A run of records
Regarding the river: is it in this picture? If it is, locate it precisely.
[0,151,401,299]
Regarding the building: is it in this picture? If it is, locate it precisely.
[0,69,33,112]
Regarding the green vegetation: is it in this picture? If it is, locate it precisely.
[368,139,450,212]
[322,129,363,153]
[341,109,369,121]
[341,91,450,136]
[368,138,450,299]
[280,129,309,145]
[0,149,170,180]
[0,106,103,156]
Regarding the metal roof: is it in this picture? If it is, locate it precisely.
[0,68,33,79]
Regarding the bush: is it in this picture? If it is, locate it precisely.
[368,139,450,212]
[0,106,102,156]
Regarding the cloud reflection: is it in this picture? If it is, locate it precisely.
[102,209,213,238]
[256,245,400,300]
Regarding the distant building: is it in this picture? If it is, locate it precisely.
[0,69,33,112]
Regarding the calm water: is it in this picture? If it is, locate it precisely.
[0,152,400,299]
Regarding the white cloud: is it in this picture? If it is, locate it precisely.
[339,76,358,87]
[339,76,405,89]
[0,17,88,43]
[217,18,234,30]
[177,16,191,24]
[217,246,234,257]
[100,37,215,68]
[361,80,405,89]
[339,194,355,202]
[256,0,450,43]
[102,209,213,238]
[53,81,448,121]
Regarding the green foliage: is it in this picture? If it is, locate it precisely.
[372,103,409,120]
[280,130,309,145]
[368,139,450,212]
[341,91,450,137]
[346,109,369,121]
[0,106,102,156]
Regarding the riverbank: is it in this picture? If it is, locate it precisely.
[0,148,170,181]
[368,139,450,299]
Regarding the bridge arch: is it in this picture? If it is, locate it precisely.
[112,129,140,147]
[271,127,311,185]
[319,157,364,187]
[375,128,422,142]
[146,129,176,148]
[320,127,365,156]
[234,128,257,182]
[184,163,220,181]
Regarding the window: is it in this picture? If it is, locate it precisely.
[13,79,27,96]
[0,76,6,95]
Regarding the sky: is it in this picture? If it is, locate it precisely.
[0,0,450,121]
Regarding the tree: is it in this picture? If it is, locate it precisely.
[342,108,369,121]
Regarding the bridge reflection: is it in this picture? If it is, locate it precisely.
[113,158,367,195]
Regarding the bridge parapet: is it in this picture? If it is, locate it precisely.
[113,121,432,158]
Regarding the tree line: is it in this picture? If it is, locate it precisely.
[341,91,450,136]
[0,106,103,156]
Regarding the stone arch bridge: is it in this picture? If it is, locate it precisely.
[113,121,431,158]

TASK DIRECTIONS
Rewrite the data from the line with "Regarding the green foliage: is" to the line with "[368,139,450,299]", keeping the request lines as they are. Shift every bounding-box coordinate in the answers by adding -39.

FULL OUTPUT
Regarding the green foliage: is it in this picture? If it is, locate it precisely.
[333,64,370,81]
[241,91,270,106]
[329,100,411,173]
[302,52,411,98]
[307,70,330,82]
[-39,67,63,117]
Regarding the riverbank: is it in this picture? If it is, locate it precisely.
[-39,109,131,142]
[329,100,411,260]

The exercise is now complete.